CHALLENGE =>
Update the lines below by changing "shelf-layout reference" to "garden catalog" wherever it appears, keeping everything else unchanged. Leave the pictures out of your answer.

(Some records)
····················

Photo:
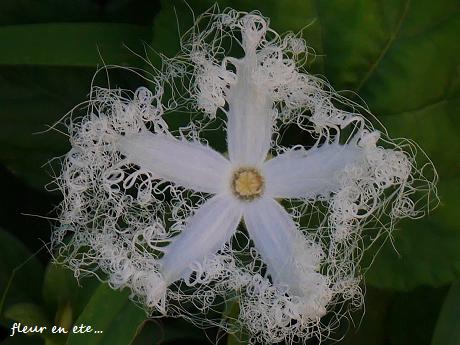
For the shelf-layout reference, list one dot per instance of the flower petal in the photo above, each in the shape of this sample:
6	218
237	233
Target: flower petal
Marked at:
189	164
307	174
206	232
291	260
250	117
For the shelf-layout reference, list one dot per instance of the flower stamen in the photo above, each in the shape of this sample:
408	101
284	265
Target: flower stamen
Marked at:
247	183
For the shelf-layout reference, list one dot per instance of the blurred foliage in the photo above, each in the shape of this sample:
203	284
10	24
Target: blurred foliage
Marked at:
400	56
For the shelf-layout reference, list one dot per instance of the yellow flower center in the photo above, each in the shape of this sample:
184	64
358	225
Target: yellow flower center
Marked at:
247	183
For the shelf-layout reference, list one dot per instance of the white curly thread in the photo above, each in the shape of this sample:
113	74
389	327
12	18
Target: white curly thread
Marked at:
118	218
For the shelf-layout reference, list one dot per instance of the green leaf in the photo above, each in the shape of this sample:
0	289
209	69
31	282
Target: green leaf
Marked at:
176	331
447	331
20	272
61	288
427	249
23	340
29	314
367	328
72	44
112	313
412	316
402	58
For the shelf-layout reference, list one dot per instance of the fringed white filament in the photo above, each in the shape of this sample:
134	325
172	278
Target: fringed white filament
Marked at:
206	232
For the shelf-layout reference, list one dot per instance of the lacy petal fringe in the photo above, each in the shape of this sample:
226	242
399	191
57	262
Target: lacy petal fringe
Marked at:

····················

FINISHED ANSWER =>
Photo:
For the garden catalog, list one dot per instance of the flower petal in the photo above, each in the shape of this sample:
6	218
237	233
Target: flower petal
Marked at:
189	164
307	174
206	232
291	260
250	117
For the garden catalog, list one dot per instance of the flower stamen in the photo above, each in the shape of this sample:
408	101
284	265
Target: flower stamen
Marked at:
247	183
For the garden catalog, list one dot per instance of the blurred foliage in the photo above, each in the shape of this sample:
203	284
10	24
Target: blurred foliage
Marked at:
400	56
For the garden catalog, list one dot per instance of the yellow flower center in the photo above, each in the shape of this sample:
184	64
358	225
Target: yellow flower center
Marked at:
247	183
For the garden catalog, list one dot per instance of the white curly thread in the photo above, each in the shape of this sample:
113	74
389	327
12	18
Target: white curly thread
Marked at:
118	218
For the garden catalog, list one dot per instance of the green leaf in the photo above, each in the shape of this sample:
0	289
209	69
31	282
Target: green leaf
Marked at:
176	331
447	331
20	272
61	288
427	249
23	340
29	314
367	328
72	44
112	313
412	316
402	58
For the garden catalog, list one dot per instance of the fringed white filament in the photo above, each in the shape of this sample:
134	325
172	278
Target: fringed white filament
Marked at:
206	232
For the garden catalog, list one dot per instance of the lacy petal fringe in the photo above, each in the shape of this sample:
226	242
399	191
57	262
Target: lacy petal fringe
Marked at:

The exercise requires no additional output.